* [ACTIVITY] Reproduce the data that follows in its entirety, character for character.
Segment Start: DATA FOR PROCESSING
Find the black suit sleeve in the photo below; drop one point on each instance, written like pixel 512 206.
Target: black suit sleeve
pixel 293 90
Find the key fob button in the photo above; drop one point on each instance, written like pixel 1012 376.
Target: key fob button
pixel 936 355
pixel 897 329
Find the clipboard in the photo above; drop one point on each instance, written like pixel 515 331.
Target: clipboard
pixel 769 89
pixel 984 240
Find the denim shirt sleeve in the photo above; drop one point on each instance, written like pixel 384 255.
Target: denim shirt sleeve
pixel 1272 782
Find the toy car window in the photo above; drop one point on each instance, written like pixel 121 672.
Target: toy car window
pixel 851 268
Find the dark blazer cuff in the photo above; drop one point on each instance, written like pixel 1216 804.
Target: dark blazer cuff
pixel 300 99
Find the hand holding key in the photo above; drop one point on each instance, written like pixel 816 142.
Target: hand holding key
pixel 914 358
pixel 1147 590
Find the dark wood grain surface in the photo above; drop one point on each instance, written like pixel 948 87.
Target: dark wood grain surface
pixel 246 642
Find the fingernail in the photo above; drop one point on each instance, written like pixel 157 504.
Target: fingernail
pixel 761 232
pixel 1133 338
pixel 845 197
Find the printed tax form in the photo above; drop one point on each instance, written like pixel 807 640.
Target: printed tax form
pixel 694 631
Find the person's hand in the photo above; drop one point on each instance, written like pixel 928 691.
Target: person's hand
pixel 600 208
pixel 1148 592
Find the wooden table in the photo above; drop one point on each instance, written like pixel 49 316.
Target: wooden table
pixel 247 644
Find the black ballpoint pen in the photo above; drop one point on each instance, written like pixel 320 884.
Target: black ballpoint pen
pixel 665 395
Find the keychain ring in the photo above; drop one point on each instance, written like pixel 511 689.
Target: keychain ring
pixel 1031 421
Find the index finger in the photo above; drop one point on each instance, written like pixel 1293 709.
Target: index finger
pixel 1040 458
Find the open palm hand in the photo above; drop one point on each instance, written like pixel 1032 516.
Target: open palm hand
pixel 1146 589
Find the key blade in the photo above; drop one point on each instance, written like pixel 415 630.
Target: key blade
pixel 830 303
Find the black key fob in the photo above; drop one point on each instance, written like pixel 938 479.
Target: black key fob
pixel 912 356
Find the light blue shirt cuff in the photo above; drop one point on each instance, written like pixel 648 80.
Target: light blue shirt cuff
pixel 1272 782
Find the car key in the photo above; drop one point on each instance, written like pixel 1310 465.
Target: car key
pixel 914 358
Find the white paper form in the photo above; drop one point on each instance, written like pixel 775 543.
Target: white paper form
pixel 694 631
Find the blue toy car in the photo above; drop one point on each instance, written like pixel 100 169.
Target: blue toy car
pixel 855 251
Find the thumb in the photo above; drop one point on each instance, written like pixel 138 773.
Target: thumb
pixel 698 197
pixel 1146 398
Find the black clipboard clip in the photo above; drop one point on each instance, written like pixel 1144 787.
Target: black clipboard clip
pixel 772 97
Segment End: DATA FOR PROCESSING
* [EXERCISE RESPONSE]
Find the black suit sleeve in the photo below; drop one point on each instance, written like pixel 512 206.
Target: black suit sleeve
pixel 293 90
Find the key fob button in the photo above; drop one point on each instance, written like pixel 1012 376.
Target: key fob button
pixel 936 355
pixel 897 329
Find the clipboard in the photo above; drop one point on each instance, written like pixel 515 331.
Target: clipboard
pixel 769 89
pixel 984 240
Find the denim shirt sleeve in the photo above; drop one point on each instance, written like pixel 384 255.
Target: denim shirt sleeve
pixel 1272 782
Find the toy car window in the photo above; drop one point on each instance, written like pixel 121 672.
Target: toy car window
pixel 851 268
Find the dark blazer cuff in the photo above; drop one point on each instance, written like pixel 1216 804.
Target: dark blazer cuff
pixel 300 99
Find the hand holding key in the photo above; drop one point on each instance, written like pixel 816 142.
Target: hand holding key
pixel 914 358
pixel 1147 590
Find the dark wood grain surface in the photo above; drop one point on each instance, written like pixel 948 87.
Target: dark wood grain surface
pixel 246 642
Find the fingernail in the photo above; drop one point on each instance, written like pixel 157 504.
Target: fingernail
pixel 761 232
pixel 1133 338
pixel 845 197
Find the printed tax form in the photo above; drop one point on each instance, written like pixel 807 640.
Target: printed tax form
pixel 694 631
Find the person's hand in the photo above; drop one point on each instance, written like pixel 928 691.
Target: person's hand
pixel 600 208
pixel 1148 592
Find the wooden table in the photo above; drop one point on each instance, written like pixel 49 316.
Target: wooden table
pixel 247 644
Find the black ballpoint pen in the photo above; drop one point on each instance, written like pixel 320 884.
Target: black ballpoint pen
pixel 665 395
Find the keychain ring in the photo above; drop one point on each instance, written like pixel 511 689.
Target: keychain ring
pixel 1031 421
Find the index finger in the photo above; drop one point on each instance, written like pixel 1293 709.
Target: index finger
pixel 1040 458
Find the open palm hand in the photo above; drop one point on each instance, written like pixel 1032 516.
Target: open palm hand
pixel 1146 589
Find the key blade in the photo above; drop one point on each instance, written like pixel 415 630.
Target: key blade
pixel 830 303
Find the black key fob in the photo above; drop one point on each instance, written like pixel 938 479.
Target: black key fob
pixel 912 356
Find the light blue shirt cuff in the photo above; drop one point on each instance, written like pixel 648 80.
Target: light blue shirt cuff
pixel 1272 782
Find the car key in the photo above; drop one point on each instance, written like pixel 1310 465.
Target: car key
pixel 914 358
Find the white paper form in the photo above; drop one point on each instance, written like pixel 775 543.
Target: white paper form
pixel 694 631
Find the blue toy car in the photo above; drop one point on each instance, written like pixel 100 169.
Target: blue toy car
pixel 855 251
Find the thumb in the photo above; drop one point on each instance, written like pixel 138 773.
Target: thumb
pixel 698 197
pixel 1146 398
Find the black clipboard clip in the photo above; drop one point on each instance, written like pixel 1144 787.
Target: black clipboard clip
pixel 772 97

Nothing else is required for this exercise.